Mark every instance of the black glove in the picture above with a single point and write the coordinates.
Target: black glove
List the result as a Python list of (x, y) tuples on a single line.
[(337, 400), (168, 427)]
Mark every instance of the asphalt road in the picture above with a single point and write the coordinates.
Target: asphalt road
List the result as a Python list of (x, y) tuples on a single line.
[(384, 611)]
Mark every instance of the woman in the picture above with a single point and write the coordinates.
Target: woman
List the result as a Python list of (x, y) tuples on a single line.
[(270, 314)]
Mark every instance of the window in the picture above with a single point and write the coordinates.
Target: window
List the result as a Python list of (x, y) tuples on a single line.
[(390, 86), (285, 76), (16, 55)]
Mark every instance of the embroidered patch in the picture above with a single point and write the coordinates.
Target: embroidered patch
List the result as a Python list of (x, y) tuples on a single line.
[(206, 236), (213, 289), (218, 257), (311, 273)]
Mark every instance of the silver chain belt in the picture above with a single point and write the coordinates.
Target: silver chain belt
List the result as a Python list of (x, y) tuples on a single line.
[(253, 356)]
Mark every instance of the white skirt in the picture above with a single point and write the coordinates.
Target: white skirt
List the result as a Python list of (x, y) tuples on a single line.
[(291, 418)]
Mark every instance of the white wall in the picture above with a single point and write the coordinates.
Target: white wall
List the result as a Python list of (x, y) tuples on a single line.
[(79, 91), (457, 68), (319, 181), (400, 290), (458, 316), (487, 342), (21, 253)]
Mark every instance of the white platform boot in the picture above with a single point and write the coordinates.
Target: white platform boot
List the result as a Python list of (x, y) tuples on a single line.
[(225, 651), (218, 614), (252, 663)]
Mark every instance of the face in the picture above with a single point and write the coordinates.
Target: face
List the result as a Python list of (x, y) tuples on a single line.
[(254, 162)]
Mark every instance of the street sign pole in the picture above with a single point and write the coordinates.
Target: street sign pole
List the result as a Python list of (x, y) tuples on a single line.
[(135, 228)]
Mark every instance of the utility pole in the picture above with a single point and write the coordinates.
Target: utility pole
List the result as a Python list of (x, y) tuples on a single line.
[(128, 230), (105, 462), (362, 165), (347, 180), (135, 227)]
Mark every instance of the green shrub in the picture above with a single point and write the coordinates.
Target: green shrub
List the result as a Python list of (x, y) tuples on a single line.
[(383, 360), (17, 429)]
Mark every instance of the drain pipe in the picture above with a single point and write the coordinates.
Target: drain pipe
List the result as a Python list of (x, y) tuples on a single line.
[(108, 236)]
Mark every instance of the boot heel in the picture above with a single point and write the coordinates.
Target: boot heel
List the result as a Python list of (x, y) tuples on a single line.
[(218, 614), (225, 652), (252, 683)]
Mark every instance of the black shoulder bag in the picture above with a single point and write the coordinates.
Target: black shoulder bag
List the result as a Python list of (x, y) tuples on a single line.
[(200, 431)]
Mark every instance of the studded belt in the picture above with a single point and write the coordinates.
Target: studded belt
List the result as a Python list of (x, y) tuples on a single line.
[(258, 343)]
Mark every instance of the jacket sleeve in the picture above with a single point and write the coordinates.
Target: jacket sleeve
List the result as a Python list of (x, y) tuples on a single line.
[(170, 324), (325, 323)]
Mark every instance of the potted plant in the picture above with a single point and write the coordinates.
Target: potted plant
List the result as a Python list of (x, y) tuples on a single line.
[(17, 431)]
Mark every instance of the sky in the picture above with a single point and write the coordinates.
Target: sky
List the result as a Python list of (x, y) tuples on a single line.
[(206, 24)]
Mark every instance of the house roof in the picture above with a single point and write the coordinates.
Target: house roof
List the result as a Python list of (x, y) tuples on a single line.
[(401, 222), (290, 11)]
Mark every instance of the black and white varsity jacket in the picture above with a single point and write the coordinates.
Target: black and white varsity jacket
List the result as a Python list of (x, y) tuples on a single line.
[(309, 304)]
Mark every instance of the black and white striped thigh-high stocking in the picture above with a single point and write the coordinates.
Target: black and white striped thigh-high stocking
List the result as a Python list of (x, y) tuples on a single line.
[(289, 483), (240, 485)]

::::::::

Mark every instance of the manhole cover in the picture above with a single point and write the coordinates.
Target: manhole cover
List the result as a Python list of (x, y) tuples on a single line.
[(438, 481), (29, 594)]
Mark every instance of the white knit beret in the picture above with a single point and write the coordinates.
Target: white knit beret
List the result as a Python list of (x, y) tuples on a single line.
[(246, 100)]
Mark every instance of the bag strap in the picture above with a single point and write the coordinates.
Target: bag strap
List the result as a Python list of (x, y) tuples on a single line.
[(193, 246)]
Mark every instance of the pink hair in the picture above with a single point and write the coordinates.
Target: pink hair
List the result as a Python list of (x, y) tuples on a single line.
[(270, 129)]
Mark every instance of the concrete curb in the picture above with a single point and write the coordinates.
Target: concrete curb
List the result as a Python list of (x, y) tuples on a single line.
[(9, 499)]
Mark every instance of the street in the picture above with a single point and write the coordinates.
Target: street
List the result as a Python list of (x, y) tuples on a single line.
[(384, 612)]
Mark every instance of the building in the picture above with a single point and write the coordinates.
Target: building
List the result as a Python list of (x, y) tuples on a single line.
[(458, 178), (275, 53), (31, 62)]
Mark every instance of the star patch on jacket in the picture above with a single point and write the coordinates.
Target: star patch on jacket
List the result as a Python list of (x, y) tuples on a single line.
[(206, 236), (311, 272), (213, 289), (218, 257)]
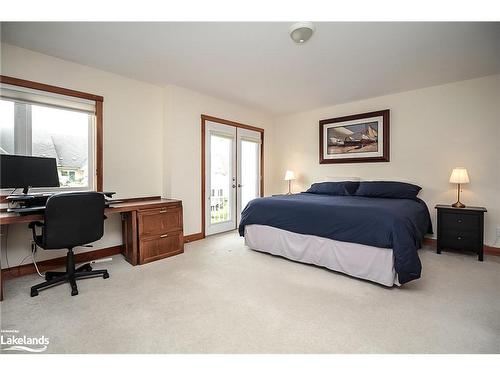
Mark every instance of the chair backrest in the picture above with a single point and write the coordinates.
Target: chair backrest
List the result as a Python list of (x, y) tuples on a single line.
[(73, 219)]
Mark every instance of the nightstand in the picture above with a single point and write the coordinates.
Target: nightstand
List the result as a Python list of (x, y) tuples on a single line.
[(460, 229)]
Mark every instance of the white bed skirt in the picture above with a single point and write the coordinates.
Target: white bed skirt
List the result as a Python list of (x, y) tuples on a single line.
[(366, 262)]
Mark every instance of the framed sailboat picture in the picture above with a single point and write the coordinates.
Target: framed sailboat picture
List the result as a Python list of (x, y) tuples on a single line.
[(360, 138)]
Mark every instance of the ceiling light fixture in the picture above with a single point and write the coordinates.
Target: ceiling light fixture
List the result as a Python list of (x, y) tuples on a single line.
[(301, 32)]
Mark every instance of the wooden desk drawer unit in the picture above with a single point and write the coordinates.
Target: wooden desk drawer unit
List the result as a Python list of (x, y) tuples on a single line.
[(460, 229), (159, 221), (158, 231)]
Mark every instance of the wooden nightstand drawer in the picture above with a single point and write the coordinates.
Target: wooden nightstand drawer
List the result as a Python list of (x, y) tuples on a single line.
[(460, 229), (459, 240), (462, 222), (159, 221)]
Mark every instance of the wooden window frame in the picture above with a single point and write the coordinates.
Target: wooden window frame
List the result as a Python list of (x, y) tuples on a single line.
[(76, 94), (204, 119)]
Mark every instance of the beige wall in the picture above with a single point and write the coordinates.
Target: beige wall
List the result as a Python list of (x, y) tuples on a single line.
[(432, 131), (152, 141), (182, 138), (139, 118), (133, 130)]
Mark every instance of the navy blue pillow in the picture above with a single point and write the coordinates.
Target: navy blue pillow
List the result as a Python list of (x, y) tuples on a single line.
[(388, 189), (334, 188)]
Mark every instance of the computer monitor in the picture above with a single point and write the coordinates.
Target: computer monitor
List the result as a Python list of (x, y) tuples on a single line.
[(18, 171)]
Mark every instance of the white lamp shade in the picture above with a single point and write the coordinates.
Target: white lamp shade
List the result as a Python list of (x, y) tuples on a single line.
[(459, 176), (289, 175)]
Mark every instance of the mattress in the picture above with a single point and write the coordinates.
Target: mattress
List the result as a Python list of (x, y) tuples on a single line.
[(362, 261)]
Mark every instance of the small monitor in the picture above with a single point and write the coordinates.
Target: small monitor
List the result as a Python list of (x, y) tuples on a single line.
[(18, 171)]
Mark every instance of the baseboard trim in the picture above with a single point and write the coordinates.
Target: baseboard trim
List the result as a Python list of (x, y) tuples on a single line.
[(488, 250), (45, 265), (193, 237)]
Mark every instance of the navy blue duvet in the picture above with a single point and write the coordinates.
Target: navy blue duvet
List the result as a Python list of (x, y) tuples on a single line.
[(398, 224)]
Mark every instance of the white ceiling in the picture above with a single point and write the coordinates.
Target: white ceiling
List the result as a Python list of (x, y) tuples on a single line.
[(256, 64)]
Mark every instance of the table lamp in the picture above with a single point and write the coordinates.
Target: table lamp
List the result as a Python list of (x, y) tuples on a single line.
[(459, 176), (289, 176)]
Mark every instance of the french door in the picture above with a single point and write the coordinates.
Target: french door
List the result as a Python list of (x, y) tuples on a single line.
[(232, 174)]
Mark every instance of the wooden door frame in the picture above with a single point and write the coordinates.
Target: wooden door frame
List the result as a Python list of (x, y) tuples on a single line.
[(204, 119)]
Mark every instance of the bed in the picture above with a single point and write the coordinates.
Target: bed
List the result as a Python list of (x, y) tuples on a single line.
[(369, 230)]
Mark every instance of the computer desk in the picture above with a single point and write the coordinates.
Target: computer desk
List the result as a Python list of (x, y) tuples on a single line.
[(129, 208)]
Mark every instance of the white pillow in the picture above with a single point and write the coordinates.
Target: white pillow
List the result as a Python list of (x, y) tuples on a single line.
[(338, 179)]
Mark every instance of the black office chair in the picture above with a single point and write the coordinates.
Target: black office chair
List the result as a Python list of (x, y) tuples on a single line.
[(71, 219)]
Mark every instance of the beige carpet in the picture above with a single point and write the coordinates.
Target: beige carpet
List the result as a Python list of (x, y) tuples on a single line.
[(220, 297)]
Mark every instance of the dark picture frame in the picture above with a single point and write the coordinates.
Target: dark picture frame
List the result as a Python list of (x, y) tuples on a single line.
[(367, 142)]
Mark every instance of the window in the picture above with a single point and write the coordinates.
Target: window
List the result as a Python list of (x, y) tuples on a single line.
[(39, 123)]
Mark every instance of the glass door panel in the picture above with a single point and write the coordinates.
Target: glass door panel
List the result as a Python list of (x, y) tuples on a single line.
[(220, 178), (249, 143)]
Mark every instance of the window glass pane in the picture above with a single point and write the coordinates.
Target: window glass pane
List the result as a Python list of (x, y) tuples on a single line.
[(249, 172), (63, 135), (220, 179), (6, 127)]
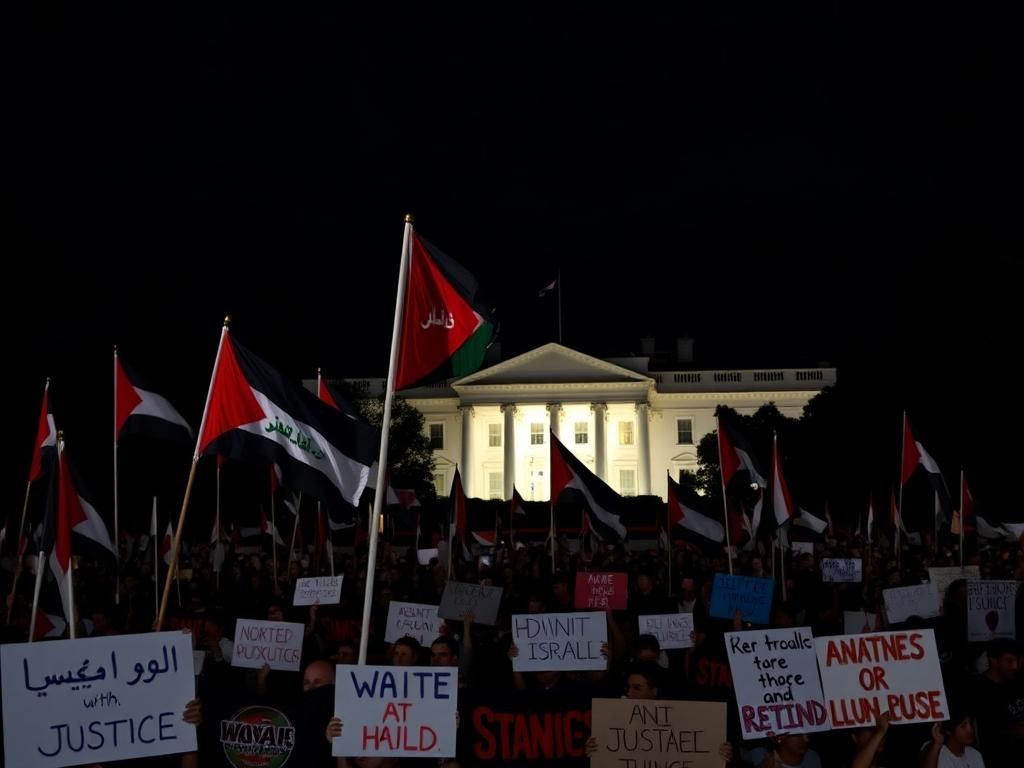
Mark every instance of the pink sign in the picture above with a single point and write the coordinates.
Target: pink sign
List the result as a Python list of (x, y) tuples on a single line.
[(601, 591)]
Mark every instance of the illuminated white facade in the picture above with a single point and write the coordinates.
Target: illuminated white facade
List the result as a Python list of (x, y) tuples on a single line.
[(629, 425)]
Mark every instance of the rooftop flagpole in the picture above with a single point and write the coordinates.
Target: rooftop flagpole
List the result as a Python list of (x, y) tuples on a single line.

::::::::

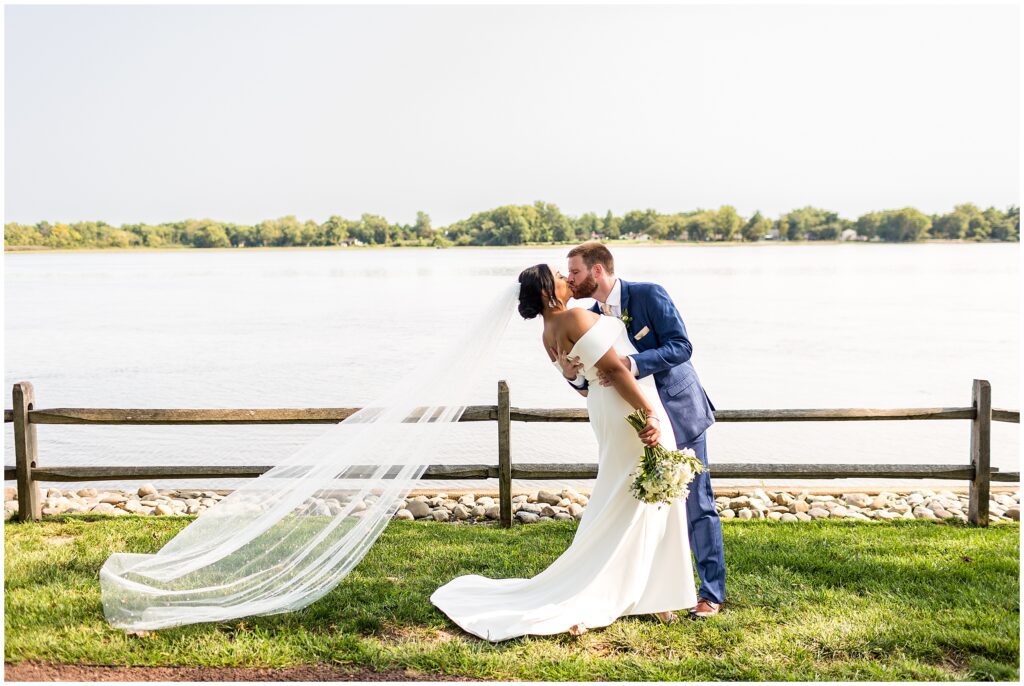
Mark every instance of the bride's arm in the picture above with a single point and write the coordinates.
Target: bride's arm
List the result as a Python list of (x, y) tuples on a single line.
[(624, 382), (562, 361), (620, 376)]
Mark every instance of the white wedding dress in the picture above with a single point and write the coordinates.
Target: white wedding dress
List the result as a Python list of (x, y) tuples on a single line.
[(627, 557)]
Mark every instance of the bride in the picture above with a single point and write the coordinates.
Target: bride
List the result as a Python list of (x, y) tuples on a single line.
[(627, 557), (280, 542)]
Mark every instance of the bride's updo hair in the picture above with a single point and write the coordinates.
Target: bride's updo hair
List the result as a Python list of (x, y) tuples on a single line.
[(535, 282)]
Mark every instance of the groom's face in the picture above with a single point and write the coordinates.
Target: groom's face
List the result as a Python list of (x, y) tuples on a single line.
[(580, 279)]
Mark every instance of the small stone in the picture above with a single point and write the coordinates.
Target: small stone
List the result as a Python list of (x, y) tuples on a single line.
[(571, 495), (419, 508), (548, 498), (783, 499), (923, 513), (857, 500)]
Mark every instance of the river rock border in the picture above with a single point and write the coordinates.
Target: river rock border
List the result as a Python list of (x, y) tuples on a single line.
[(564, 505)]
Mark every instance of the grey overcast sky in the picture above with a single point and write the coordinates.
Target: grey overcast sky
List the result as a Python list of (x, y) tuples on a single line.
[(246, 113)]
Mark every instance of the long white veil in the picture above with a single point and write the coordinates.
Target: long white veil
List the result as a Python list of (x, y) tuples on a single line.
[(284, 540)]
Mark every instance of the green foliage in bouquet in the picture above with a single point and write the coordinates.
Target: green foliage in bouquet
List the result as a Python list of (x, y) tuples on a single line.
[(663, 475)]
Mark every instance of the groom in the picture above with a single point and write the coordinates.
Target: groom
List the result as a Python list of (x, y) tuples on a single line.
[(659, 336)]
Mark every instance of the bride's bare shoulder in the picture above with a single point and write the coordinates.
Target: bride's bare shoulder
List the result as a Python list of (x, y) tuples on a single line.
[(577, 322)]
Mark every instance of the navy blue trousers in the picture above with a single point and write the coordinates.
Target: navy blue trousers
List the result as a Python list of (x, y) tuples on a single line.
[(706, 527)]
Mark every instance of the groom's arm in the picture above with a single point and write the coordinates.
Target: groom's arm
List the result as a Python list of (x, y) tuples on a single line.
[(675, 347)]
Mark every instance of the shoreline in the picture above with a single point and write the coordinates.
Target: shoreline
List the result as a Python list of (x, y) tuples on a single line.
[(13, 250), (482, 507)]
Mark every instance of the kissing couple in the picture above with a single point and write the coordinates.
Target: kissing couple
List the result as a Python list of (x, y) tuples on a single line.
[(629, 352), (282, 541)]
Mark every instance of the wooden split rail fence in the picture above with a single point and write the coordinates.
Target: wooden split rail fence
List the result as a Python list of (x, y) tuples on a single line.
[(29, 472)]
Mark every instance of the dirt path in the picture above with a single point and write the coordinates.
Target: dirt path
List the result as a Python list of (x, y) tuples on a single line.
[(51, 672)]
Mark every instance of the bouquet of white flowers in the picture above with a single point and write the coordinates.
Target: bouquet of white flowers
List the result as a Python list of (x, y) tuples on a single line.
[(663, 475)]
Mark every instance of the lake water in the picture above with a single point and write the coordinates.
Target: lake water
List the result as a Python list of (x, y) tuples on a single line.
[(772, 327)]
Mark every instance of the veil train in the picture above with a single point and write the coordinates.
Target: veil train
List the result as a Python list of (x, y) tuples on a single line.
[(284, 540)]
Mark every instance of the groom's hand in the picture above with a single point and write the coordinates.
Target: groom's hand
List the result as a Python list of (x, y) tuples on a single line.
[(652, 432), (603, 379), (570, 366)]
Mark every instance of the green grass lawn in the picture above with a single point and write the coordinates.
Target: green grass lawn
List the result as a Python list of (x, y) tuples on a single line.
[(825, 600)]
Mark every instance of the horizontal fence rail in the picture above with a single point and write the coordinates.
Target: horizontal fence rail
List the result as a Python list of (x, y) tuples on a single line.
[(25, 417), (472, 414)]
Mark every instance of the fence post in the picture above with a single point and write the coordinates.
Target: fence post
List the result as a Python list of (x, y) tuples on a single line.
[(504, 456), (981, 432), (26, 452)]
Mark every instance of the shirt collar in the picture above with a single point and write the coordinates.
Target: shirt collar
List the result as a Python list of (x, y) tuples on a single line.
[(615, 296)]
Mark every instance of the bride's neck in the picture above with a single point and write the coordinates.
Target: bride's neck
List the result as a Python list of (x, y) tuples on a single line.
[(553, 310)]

::::::::

■ Consegna: Riscrivi le righe dalla riga che contiene "Mark every instance of the white skirt" fino a quella che contiene "[(225, 651), (218, 614), (252, 663)]", comprese entrambe, sostituendo "white wall" con "brick wall" e lasciando il resto com'è. Riporta soltanto queste righe.

■ Soluzione:
Mark every instance of the white skirt in the picture above with a single point and write the coordinates.
Target: white skirt
List the result as a Python list of (x, y) tuples on a single line.
[(291, 418)]
Mark every instance of the brick wall in the picture above with a single point and write the coordinates.
Target: brick wall
List the result as a Python list of (x, y) tuples on a single line.
[(79, 91), (457, 68), (319, 181), (400, 290), (458, 316), (487, 342), (21, 253)]
Mark every instance of the white platform boot in the picture above with a single point and write the coordinates.
Target: white platform boot
List the result as a Python list of (x, y) tuples on a single line.
[(225, 651), (218, 614), (252, 663)]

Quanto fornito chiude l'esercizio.